Render every line of the items below as a JSON list of strings, one string per line, with blank lines skipped and the pictures left out.
··· TASK DATA
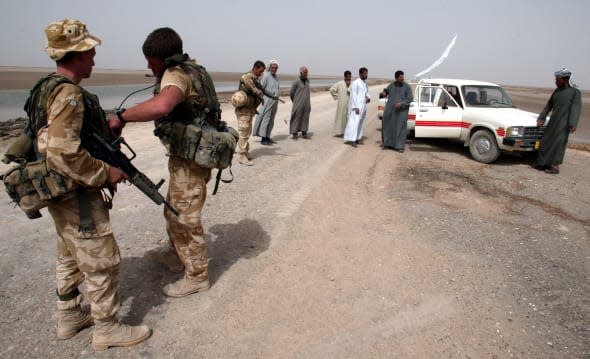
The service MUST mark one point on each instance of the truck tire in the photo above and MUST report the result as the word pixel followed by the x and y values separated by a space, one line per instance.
pixel 483 146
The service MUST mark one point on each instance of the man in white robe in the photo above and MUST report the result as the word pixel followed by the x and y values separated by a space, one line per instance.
pixel 340 92
pixel 267 112
pixel 357 109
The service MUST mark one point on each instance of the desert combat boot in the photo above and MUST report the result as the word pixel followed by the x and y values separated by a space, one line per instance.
pixel 186 286
pixel 71 321
pixel 111 333
pixel 243 159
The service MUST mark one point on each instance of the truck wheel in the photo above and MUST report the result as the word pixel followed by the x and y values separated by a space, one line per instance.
pixel 483 146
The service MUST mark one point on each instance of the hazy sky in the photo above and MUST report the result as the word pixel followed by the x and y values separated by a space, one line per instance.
pixel 504 41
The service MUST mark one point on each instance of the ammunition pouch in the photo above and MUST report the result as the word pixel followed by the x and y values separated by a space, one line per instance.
pixel 20 150
pixel 208 146
pixel 32 186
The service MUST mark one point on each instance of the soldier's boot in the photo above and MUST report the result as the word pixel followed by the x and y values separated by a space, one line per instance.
pixel 186 286
pixel 71 321
pixel 244 160
pixel 111 333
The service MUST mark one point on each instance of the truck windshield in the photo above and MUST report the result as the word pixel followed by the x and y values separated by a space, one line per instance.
pixel 485 96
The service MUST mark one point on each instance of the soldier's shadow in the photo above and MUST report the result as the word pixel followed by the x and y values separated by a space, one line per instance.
pixel 233 241
pixel 142 278
pixel 141 283
pixel 264 151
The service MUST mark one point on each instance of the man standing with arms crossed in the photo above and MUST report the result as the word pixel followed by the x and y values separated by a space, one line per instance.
pixel 340 92
pixel 357 109
pixel 178 102
pixel 62 114
pixel 301 109
pixel 395 118
pixel 266 118
pixel 565 106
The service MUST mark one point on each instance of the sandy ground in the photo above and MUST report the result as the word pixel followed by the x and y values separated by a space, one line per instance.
pixel 321 250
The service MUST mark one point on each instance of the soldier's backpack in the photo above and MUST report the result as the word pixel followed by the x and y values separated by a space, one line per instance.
pixel 194 130
pixel 30 183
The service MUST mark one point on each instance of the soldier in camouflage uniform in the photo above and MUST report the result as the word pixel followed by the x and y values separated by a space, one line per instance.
pixel 249 84
pixel 86 247
pixel 177 102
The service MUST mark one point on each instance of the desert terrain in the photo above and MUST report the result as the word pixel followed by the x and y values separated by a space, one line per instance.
pixel 321 250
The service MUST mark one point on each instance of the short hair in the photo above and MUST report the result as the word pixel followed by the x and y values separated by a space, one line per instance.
pixel 162 43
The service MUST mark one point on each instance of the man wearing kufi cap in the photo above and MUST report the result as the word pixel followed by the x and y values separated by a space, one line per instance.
pixel 61 114
pixel 565 106
pixel 268 111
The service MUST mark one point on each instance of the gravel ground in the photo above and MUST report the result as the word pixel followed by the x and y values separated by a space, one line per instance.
pixel 321 250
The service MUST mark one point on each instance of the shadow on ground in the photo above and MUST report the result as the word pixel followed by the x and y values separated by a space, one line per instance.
pixel 142 278
pixel 233 241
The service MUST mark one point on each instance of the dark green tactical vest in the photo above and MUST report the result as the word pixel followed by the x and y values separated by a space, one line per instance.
pixel 36 109
pixel 204 108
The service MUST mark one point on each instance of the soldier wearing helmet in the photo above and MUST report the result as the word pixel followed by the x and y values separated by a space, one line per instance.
pixel 246 110
pixel 177 102
pixel 60 113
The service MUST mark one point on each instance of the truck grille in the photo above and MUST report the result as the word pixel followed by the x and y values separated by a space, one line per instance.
pixel 533 133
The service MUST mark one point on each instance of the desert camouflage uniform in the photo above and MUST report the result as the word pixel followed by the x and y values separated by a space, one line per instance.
pixel 92 255
pixel 186 193
pixel 245 113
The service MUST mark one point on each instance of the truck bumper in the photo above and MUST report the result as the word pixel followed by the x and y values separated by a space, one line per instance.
pixel 520 144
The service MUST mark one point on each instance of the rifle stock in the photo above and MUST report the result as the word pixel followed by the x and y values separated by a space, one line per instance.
pixel 111 154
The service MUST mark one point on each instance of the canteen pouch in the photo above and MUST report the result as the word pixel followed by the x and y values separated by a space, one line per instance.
pixel 32 186
pixel 21 149
pixel 216 148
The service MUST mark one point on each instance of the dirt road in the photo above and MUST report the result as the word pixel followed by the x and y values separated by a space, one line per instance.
pixel 321 250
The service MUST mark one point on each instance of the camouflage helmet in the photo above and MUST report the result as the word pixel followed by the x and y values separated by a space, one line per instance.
pixel 239 99
pixel 68 35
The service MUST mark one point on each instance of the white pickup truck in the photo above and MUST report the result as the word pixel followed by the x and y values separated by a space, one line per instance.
pixel 477 113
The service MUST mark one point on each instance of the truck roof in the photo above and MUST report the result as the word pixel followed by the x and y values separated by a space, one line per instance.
pixel 457 82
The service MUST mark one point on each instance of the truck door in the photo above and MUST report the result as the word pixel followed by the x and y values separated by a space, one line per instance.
pixel 437 114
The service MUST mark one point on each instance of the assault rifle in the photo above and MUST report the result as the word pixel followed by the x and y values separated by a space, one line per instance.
pixel 111 154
······
WRITTEN SOLUTION -
[
  "The service MUST mark one point on each instance of the truck tire in the photo above and MUST report the result as the word pixel followed by the x and y values separated by a space, one line per instance.",
  "pixel 483 146",
  "The service MUST mark one point on each instance of the man in white robe in the photo above and MUST report the result as the word pixel followed by the x and y values separated by a space, one line per instance.",
  "pixel 340 92",
  "pixel 267 112",
  "pixel 357 109",
  "The service MUST mark one point on each instance of the desert combat boot in the photo above and MUST report the result as the word pixel followed by the x and y values separated by a space, one line per instance.",
  "pixel 186 286",
  "pixel 71 321",
  "pixel 111 333",
  "pixel 243 159",
  "The service MUST mark one point on each instance of the truck wheel in the photo above and MUST report the result as the word pixel followed by the x and y values separated by a space, one line per instance.",
  "pixel 483 146",
  "The service MUST mark one point on each instance of the hazy sky in the photo above and MUST report the result as the word pixel followed by the x and y values separated by a space, one line per instance.",
  "pixel 504 41",
  "The service MUST mark one point on each instance of the ammunition pouch in the photo above and MUST report the result as the word pixel followed by the x and y values separated by a space, one line per instance.",
  "pixel 20 150",
  "pixel 208 146",
  "pixel 32 186",
  "The service MUST mark one point on each instance of the soldier's boot in the photo above and MUST report the result as the word pixel followed by the x and y values separated by a space, one line per instance.",
  "pixel 186 286",
  "pixel 71 321",
  "pixel 244 160",
  "pixel 111 333",
  "The service MUST mark one point on each instance of the truck windshield in the photo above and MUST report the result as the word pixel followed by the x and y values separated by a space, one line per instance.",
  "pixel 485 96",
  "The service MUST mark one point on each instance of the soldier's shadow in the photo above and MUST report the result as the word pixel followed by the x and y values separated by a space, one line per instance.",
  "pixel 233 241",
  "pixel 142 278",
  "pixel 141 283",
  "pixel 264 151",
  "The service MUST mark one point on each instance of the man standing with arms crossed in the photo above and MUST report the result as the word pixel followed by the x and y values separated by a space, one line per instance.",
  "pixel 340 92",
  "pixel 357 109",
  "pixel 178 102",
  "pixel 62 114",
  "pixel 301 109",
  "pixel 395 118",
  "pixel 266 118",
  "pixel 565 106",
  "The service MUST mark one point on each instance of the sandy ground in the photo above and MUST report the result as the word pixel followed by the x and y values separated by a space, one line per instance.",
  "pixel 321 250",
  "The service MUST mark one point on each instance of the soldier's backpack in the photo above and MUST report the result as the word pixel followed by the x and y values separated by a space, one line per instance.",
  "pixel 194 130",
  "pixel 30 183",
  "The service MUST mark one point on each instance of the soldier in camouflage uniform in the photo above and MUST report the result as the word pixel followed by the x and y values separated by a space, one line per instance.",
  "pixel 249 84",
  "pixel 86 247",
  "pixel 177 102",
  "The service MUST mark one point on each instance of the desert terrain in the photo above and MUST report the result as the word pixel followed by the x and y values separated by a space, one line per instance.",
  "pixel 321 250",
  "The service MUST mark one point on each instance of the short hair in the photo above and MUST report the result as the word pixel followed by the x and y values separated by a space, one line per instance.",
  "pixel 162 43",
  "The service MUST mark one point on each instance of the man wearing kufi cap in the photo above and MUST report the result as the word pixel followed by the x and y values separated by a space, one line per instance.",
  "pixel 61 114",
  "pixel 565 106",
  "pixel 268 111",
  "The service MUST mark one point on each instance of the gravel ground in the photo above and MUST report the result as the word pixel followed by the x and y values separated by a space, one line per instance.",
  "pixel 321 250",
  "The service MUST mark one point on each instance of the shadow on ground in the photo above and MUST report the result as the word pixel followed by the x and y values separated by a space, one line per instance.",
  "pixel 142 278",
  "pixel 233 241",
  "The service MUST mark one point on each instance of the dark green tactical vest in the photo above and MUST report the result as the word pixel followed by the x and y values separated by a space, one line per instance.",
  "pixel 36 109",
  "pixel 204 108",
  "The service MUST mark one point on each instance of the soldier wearing helmet in the photo above and MUST report the result as the word pixel followed by the x and y values separated by a space, one line per instance.",
  "pixel 246 110",
  "pixel 177 102",
  "pixel 60 113",
  "The service MUST mark one point on each instance of the truck grille in the photo above and MUST report the result as the word pixel followed by the x and y values separated by a space, one line per instance.",
  "pixel 533 133",
  "The service MUST mark one point on each instance of the desert camouflage uniform in the photo above and MUST report the result as the word pixel followed by the x and y values separated by a space, one line per instance.",
  "pixel 92 255",
  "pixel 186 193",
  "pixel 245 113",
  "The service MUST mark one point on each instance of the truck bumper in the photo above and MUST report the result as the word pixel followed by the x and y values separated by a space, one line per instance.",
  "pixel 520 144",
  "The service MUST mark one point on each instance of the rifle stock in the photo above and MUST report the result as the word pixel followed by the x and y values separated by a space, one line per instance.",
  "pixel 111 154",
  "The service MUST mark one point on each instance of the canteen pouch in the photo above and MUST report the result as the word pixel followed by the x and y values separated by a space, one line per instance.",
  "pixel 32 186",
  "pixel 21 149",
  "pixel 216 148",
  "The service MUST mark one point on each instance of the dirt road in the photo above and MUST report the result as the word pixel followed by the x and y values separated by a space, one line per instance.",
  "pixel 321 250",
  "The service MUST mark one point on each instance of the camouflage helmet in the photo above and MUST report the result as the word pixel followed by the x and y values separated by a space, one line per instance.",
  "pixel 239 99",
  "pixel 68 35",
  "The service MUST mark one point on each instance of the white pickup truck in the photo above and MUST report the result as the word pixel followed by the x and y values separated by a space, one line per instance.",
  "pixel 477 113",
  "The service MUST mark one point on each instance of the truck roof in the photo above and MUST report the result as the word pixel followed by the x and y values separated by a space, one line per instance.",
  "pixel 457 82",
  "The service MUST mark one point on each instance of the truck door in the photo above and MUST report the result as the word pixel followed by the x and y values separated by a space, one line per instance.",
  "pixel 437 114",
  "The service MUST mark one point on each instance of the assault rifle in the photo above and MUST report the result as the word pixel followed by the x and y values separated by a space, one line per instance.",
  "pixel 111 154"
]